-------- BAGIAN DOKUMEN --------

Netanyahu Balas Ancaman Biden: Israel Akan Berdiri Sendiri, Jika Perlu Berperang dengan Kuku

Amerika Serikat telah berulang kali mendesak Israel untuk tidak menginvasi Rafah, yang menjadi tumpuan tersisa bagi warga Jalur Gaza dan penting bagi pasokan bantuan.

oleh Khairisa Ferida diperbarui 10 Mei 2024, 07:07 WIB
Diterbitkan 10 Mei 2024, 07:07 WIB
Benjamin Netanyahu
Perdana Menteri Israel Benjamin Netanyahu. (Dok. AP)

Liputan6.com, Tel Aviv - Perdana Menteri Benjamin Netanyahu mengatakan pada hari Kamis (9/5/2024), ancaman Amerika Serikat (AS) untuk menahan pengiriman sejumlah senjata tidak akan menghalangi Israel melanjutkan serangannya di Jalur Gaza. Pernyataan Netanyahu dapat mengindikasikan bahwa Israel akan melanjutkan invasi ke Kota Rafah yang padat penduduk, bertentangan dengan keinginan AS sebagai sekutu terdekatnya.

Presiden Joe Biden telah mendesak Israel untuk tidak melanjutkan operasi semacam itu karena khawatir akan memperburuk bencana kemanusiaan di Jalur Gaza. Pada hari Rabu (8/5), dia mengatakan AS tidak akan menyediakan senjata ofensif untuk serangan terhadap Rafah, sehingga meningkatkan tekanan pada Netanyahu.

--------

### RANGKAIAN TUGAS:
[1] Tolong ringkas artikel di atas dalam dua kalimat.
[2] Tentukan apakah setiap pernyataan berikut sesuai dengan artikel di atas. Jawab ya atau tidak, lalu kutip kata-kata dari artikel yang menentukan jawabannya.
(a) Biden menyatakan bahwa AS tidak akan menyediakan senjata ofensif untuk serangan terhadap Rafah.
(b) Netanyahu menyampaikan pernyataannya pada hari Rabu.
(c) Rafah penting bagi pasokan bantuan.

-------- ENTRI KUMPULAN DATA --------

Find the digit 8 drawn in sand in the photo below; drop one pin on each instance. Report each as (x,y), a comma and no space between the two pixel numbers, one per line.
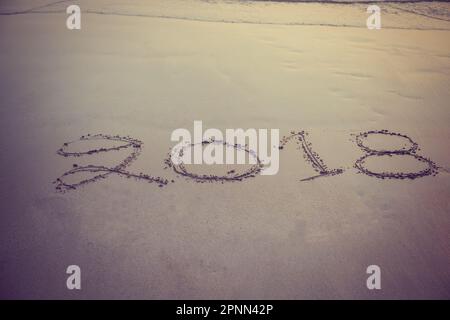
(411,152)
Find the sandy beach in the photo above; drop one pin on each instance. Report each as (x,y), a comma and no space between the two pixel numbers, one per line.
(146,68)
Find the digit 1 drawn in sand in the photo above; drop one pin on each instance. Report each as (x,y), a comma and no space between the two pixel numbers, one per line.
(432,169)
(310,156)
(102,170)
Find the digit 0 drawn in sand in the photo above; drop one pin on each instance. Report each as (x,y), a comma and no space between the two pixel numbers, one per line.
(360,164)
(103,171)
(231,176)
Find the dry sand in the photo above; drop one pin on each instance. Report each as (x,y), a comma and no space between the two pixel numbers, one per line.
(147,68)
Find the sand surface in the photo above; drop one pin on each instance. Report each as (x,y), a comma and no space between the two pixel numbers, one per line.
(147,68)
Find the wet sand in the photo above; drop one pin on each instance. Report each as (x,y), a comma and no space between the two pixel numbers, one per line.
(268,237)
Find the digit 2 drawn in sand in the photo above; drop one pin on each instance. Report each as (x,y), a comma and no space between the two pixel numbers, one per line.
(432,169)
(306,147)
(103,171)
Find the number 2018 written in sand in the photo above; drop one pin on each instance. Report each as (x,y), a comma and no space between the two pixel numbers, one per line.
(99,172)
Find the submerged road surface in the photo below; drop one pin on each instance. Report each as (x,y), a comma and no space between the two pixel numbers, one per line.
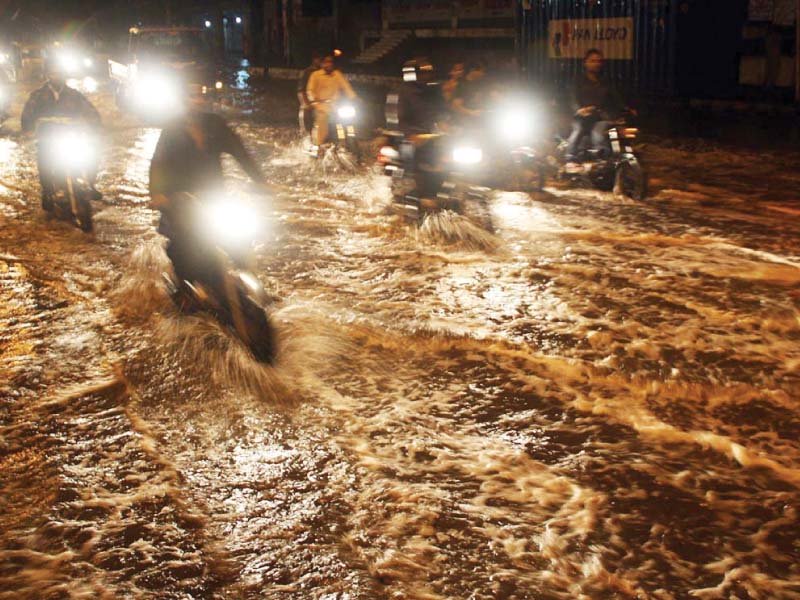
(599,401)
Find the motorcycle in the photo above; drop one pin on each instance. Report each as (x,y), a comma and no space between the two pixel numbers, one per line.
(621,171)
(68,152)
(449,180)
(517,155)
(341,144)
(211,245)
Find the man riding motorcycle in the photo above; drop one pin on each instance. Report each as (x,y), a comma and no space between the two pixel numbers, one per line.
(325,87)
(188,159)
(56,100)
(420,106)
(595,103)
(470,97)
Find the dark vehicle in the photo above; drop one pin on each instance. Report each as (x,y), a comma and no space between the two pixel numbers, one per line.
(68,153)
(159,63)
(450,180)
(217,281)
(621,171)
(11,63)
(80,67)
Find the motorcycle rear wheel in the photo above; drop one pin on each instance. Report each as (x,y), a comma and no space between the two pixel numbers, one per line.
(475,207)
(84,216)
(259,332)
(630,181)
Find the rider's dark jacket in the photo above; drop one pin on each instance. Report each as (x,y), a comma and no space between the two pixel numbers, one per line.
(50,101)
(188,156)
(419,107)
(596,93)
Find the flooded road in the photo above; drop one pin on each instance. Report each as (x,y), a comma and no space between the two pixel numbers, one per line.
(601,402)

--------

### KUMPULAN JAWABAN:
[1] Pada hari Kamis (9/5/2024), Perdana Menteri Benjamin Netanyahu mengatakan bahwa ancaman AS untuk menahan pengiriman sejumlah senjata tidak akan menghalangi Israel melanjutkan serangannya di Jalur Gaza, yang dapat mengindikasikan invasi ke Rafah bertentangan dengan keinginan AS. Presiden Joe Biden telah mendesak Israel untuk tidak melanjutkan operasi semacam itu karena khawatir akan memperburuk bencana kemanusiaan, dan pada hari Rabu (8/5) ia mengatakan AS tidak akan menyediakan senjata ofensif untuk serangan terhadap Rafah.

[2]
(a) Ya: "dia mengatakan AS tidak akan menyediakan senjata ofensif untuk serangan terhadap Rafah"
(b) Tidak: "Perdana Menteri Benjamin Netanyahu mengatakan pada hari Kamis (9/5/2024)"
(c) Ya: "yang menjadi tumpuan tersisa bagi warga Jalur Gaza dan penting bagi pasokan bantuan"